And I was able to put an end to that and President Bush continued that and he's done a very good job of continuing a warm friendship with India and maintaining good relationships with President (Pervez) Musharraf and the Pakistanis and I think he deserves a lot of credit for that, as well. I strongly support that.

Uhm, I don't know what I think about this nuclear agreement he's made with India. I think it recognises the world as it is, and, the non-proliferation treaty has a gap in it for the countries that have nuclear power but weren't recognised by it.

But in general, I think we should be trying to restrict the proliferation of weapons of mass destruction. My own view is that we should do whatever we can to support the forces in India that are committed to building a future in which all Indians are a part. I think the sectarian violence in India could still destroy a lot of India's potential for growth, principally the tension between the Hindus and the Muslims.

But…also… when I was in India, 37 Sikhs were killed - murdered in Kashmir. And I know they were killed just because I showed up. Just to make a big point about the problems in Kashmir.

And so I think that that has to be fought. And I think anything that the United States can do, because of its friendship both with Pakistan and with India, to give the countries the confidence to keep improving relations and to put this Kashmir issue behind us, should be done.
════════════════
▶ INSTRUCTIONS FOR THE TASK
Please read the remarks on India and Pakistan above and decide whether each statement agrees with them. (a) The speaker is sure what to think of the nuclear agreement with India. (b) The speaker says 37 Sikhs were killed in Kashmir while the speaker was in India. (c) The speaker calls the tension between Hindus and Muslims the main part of the sectarian violence that threatens India's growth. Answer yes or no for each, and quote the deciding words.
════════════════
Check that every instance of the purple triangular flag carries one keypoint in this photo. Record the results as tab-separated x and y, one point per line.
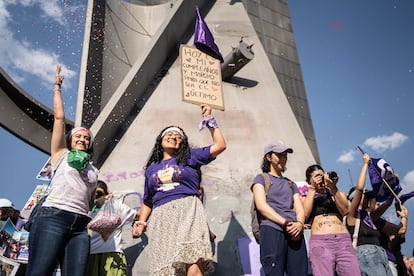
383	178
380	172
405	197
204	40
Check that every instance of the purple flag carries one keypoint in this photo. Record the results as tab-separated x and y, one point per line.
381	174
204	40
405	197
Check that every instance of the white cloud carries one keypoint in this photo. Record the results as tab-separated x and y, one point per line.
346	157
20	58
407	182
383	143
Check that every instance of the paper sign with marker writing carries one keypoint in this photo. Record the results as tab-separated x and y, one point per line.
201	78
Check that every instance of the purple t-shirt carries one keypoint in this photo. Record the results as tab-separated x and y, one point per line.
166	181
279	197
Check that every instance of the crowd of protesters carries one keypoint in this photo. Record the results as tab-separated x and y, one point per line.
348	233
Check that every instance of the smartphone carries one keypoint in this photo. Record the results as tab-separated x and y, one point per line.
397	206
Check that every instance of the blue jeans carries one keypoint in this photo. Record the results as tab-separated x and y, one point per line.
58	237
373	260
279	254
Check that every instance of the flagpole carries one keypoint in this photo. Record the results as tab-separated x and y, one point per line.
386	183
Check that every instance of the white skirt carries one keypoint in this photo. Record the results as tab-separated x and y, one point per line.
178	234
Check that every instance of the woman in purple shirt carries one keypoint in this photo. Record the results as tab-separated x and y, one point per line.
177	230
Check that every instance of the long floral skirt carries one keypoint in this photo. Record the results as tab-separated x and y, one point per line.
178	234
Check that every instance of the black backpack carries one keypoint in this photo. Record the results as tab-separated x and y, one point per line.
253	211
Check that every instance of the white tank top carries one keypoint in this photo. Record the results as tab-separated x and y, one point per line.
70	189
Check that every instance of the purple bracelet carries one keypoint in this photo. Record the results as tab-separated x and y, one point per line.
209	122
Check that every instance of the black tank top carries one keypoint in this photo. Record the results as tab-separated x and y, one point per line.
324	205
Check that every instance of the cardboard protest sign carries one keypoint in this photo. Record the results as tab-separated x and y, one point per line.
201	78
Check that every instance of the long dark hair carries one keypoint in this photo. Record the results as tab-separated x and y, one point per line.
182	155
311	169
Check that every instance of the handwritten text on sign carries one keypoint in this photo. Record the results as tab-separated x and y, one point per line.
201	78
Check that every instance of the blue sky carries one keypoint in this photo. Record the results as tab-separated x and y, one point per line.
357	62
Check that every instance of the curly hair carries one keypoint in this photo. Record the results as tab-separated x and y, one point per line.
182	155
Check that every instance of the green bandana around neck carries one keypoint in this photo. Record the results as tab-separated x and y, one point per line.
════════════════
▶ TASK SOLUTION
(a) No: "Uhm, I don't know what I think about this nuclear agreement he's made with India."
(b) Yes: "when I was in India, 37 Sikhs were killed - murdered in Kashmir."
(c) Yes: "I think the sectarian violence in India could still destroy a lot of India's potential for growth, principally the tension between the Hindus and the Muslims."